[INFORMATION SHOWN — start]
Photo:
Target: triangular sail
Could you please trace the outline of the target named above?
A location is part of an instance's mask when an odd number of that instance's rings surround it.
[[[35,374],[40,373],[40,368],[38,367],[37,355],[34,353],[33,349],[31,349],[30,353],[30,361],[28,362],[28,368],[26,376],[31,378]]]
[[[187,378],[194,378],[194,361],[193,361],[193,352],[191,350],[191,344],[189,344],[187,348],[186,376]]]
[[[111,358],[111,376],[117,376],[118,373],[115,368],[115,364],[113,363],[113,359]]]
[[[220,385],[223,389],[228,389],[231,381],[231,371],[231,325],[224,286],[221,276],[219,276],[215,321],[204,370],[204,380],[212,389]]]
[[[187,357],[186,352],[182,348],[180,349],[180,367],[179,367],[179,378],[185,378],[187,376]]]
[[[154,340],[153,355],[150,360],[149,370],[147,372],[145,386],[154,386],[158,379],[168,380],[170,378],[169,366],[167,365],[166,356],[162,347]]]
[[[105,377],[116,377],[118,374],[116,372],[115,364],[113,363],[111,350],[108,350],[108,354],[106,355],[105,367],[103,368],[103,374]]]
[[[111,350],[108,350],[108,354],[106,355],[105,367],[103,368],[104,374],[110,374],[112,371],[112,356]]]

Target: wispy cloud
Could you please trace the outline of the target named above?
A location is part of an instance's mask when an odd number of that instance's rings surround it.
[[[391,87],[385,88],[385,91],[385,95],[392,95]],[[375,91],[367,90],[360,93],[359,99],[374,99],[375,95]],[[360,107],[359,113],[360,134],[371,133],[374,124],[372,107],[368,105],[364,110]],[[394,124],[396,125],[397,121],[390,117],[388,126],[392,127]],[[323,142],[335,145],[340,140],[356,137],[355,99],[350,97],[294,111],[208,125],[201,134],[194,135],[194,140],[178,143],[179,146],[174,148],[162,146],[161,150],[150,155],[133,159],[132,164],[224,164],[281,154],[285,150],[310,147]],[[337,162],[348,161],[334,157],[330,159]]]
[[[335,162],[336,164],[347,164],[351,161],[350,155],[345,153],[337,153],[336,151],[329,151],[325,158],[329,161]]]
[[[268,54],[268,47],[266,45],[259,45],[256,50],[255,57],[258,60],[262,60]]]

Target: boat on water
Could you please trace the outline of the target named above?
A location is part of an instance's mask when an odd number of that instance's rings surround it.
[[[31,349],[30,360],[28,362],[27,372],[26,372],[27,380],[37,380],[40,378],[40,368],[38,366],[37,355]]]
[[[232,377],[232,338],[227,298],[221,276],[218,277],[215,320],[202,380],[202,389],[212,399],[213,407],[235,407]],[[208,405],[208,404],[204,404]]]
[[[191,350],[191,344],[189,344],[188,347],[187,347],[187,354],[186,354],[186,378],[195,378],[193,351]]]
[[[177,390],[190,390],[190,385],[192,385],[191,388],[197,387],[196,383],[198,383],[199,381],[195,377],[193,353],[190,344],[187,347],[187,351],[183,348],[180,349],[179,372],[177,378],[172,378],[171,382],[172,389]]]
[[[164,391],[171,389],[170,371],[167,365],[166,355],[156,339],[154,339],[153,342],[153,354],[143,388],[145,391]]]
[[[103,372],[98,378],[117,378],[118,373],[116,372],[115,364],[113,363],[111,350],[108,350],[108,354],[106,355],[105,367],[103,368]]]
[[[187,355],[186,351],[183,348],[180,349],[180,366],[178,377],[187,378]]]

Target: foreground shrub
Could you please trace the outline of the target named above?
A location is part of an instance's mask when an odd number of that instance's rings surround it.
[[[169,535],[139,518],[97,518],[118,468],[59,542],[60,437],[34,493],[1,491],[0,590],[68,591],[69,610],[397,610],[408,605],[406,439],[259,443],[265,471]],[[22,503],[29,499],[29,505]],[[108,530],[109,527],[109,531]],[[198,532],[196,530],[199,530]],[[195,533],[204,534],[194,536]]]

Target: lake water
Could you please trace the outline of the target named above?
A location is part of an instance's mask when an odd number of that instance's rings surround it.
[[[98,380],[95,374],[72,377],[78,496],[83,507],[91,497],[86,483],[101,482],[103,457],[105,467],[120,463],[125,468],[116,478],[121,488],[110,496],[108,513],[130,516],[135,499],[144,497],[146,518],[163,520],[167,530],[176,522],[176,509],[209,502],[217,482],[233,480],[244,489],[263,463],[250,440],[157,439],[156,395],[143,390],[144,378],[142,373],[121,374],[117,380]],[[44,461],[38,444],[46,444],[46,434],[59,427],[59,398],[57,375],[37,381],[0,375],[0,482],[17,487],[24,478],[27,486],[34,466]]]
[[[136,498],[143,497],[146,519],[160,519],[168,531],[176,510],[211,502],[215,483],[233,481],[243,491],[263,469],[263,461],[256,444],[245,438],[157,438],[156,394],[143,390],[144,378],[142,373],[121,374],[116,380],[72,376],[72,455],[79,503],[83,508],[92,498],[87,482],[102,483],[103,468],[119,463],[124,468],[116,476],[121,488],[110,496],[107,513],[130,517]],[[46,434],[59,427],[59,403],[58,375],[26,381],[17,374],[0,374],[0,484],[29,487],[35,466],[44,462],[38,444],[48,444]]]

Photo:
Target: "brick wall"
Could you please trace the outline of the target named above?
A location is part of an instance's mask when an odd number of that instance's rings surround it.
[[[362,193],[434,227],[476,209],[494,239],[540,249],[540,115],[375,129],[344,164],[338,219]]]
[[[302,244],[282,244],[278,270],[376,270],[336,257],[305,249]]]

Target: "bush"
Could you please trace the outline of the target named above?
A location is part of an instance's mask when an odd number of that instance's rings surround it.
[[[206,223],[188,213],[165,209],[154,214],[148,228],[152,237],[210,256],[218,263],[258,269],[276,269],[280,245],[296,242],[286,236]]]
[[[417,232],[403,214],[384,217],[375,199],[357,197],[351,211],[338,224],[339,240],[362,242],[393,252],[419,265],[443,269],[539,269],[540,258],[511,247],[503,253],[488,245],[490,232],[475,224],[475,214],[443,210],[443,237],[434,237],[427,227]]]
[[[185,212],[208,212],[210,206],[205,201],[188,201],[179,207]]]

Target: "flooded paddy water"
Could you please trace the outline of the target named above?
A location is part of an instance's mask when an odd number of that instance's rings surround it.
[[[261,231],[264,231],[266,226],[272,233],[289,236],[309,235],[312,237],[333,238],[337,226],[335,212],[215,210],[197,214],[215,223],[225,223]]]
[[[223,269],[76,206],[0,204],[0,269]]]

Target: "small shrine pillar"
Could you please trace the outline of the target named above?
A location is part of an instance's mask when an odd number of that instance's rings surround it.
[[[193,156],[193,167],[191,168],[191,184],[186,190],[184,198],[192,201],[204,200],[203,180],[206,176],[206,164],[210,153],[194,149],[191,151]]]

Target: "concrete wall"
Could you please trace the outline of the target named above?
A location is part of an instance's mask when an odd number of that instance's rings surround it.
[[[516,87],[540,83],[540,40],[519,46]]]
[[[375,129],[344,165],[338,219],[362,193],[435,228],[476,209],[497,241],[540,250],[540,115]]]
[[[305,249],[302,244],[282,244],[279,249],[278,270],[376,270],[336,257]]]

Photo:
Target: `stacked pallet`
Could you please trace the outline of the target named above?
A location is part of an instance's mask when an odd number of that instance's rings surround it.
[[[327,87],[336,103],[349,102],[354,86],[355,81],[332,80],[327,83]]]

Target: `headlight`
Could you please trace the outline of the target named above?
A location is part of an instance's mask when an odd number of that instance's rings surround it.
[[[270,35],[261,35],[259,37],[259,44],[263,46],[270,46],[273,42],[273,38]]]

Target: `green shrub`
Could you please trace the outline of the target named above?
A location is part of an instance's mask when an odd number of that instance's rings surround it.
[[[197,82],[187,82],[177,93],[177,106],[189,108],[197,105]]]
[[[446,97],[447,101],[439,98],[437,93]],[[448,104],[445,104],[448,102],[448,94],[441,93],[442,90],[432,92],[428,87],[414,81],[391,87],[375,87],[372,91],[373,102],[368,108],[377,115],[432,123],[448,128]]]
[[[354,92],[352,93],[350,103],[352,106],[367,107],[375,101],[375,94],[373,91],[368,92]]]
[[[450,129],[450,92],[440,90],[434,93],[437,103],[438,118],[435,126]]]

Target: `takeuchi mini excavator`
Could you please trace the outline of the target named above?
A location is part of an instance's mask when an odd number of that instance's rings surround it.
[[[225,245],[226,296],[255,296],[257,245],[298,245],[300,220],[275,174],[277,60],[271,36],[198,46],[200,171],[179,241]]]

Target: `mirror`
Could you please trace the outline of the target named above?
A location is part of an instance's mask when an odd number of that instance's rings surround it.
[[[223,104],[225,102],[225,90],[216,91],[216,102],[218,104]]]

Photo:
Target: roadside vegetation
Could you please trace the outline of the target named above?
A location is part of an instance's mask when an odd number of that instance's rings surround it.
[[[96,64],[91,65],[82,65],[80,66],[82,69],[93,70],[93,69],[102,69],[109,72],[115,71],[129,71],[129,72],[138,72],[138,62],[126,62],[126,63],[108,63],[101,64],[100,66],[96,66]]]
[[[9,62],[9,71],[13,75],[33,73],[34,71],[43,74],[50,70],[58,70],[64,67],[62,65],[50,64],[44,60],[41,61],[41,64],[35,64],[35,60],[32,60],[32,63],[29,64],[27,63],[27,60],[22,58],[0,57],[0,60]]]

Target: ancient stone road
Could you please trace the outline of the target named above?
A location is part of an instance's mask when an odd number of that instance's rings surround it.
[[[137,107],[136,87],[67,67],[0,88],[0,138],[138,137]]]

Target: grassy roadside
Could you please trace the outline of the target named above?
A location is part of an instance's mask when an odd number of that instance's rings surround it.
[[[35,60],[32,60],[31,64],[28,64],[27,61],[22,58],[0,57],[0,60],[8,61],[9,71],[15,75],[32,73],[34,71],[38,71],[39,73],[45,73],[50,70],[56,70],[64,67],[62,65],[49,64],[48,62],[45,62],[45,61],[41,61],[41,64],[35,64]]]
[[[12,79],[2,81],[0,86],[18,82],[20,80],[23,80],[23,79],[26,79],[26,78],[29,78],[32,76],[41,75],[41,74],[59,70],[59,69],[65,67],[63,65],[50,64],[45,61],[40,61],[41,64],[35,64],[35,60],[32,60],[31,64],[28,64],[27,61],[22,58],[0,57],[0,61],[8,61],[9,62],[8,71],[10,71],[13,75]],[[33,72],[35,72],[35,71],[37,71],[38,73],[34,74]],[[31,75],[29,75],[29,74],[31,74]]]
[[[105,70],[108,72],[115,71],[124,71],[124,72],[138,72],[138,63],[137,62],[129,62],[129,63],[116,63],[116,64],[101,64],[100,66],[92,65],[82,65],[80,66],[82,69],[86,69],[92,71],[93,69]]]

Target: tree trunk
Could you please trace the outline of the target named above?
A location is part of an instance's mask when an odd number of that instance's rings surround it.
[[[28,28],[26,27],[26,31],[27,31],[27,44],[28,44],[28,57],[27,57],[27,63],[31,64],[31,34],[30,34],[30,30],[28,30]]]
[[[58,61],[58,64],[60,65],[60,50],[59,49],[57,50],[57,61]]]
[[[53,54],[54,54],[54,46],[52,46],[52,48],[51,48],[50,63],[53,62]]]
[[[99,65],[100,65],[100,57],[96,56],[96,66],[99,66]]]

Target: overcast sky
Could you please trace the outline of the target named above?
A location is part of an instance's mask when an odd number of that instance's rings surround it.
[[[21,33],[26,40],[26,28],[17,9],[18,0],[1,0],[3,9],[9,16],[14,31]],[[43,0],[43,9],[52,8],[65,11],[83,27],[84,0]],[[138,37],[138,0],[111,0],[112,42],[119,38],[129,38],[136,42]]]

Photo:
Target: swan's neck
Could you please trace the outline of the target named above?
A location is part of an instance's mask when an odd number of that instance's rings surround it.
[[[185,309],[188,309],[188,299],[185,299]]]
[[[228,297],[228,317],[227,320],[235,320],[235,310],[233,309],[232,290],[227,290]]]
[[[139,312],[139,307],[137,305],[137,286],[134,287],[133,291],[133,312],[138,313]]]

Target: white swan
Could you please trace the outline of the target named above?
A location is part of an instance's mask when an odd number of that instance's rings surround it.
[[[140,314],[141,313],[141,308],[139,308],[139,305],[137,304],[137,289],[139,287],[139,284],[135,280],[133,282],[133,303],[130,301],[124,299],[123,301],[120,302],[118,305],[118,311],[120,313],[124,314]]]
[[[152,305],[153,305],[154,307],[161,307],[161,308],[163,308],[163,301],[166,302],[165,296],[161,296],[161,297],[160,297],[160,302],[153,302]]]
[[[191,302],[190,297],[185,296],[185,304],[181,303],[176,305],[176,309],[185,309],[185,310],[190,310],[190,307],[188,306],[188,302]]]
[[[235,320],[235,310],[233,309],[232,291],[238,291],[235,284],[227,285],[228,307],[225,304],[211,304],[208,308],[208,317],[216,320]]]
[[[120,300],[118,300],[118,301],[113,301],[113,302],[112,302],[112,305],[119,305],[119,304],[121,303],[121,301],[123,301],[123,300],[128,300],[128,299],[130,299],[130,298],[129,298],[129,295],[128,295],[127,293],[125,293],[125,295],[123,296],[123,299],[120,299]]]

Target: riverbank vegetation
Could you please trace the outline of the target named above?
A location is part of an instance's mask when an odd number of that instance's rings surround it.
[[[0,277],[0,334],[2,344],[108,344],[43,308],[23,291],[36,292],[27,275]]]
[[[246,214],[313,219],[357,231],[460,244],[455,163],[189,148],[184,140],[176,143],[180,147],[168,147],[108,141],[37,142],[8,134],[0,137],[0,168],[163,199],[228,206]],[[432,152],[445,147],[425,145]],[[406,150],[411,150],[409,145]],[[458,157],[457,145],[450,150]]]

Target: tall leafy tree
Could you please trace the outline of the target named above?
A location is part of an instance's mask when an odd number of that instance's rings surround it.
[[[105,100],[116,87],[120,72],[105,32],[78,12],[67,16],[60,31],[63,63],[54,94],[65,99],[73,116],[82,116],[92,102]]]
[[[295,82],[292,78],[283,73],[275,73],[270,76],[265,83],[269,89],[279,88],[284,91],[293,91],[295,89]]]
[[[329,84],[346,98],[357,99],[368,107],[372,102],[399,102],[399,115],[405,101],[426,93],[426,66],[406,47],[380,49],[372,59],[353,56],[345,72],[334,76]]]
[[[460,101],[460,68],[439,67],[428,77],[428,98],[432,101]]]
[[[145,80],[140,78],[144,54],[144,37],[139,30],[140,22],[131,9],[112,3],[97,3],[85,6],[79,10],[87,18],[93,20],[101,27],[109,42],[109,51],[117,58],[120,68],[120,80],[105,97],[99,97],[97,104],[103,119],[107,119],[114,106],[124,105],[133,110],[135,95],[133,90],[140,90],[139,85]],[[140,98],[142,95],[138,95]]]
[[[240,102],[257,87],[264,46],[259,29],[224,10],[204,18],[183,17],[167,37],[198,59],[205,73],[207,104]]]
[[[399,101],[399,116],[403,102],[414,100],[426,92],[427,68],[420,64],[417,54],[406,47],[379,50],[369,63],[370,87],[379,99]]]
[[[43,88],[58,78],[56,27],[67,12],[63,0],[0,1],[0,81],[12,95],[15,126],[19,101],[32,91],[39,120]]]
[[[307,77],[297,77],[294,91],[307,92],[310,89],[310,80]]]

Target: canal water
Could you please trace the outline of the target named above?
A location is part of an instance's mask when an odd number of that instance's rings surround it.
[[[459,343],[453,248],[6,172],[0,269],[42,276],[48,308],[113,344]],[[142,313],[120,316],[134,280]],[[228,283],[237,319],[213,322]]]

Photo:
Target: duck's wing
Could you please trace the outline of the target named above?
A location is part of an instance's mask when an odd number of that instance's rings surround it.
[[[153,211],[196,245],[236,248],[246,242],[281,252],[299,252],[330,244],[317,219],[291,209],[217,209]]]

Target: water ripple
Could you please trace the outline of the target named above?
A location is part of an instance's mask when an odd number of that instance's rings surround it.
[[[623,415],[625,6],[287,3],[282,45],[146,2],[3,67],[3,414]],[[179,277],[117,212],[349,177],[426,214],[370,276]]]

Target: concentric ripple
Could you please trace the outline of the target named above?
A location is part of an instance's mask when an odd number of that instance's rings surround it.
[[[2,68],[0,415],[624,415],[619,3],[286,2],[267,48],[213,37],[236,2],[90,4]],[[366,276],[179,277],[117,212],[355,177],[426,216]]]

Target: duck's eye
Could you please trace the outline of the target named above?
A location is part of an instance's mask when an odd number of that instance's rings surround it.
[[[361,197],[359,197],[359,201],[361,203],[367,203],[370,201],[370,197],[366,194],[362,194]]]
[INFORMATION SHOWN — finish]
■ TO DO ■
From the material above, gather all lines that include the string "wall" and copy them.

■ PROBLEM SOLUTION ■
Target: "brick wall"
Target: "concrete wall"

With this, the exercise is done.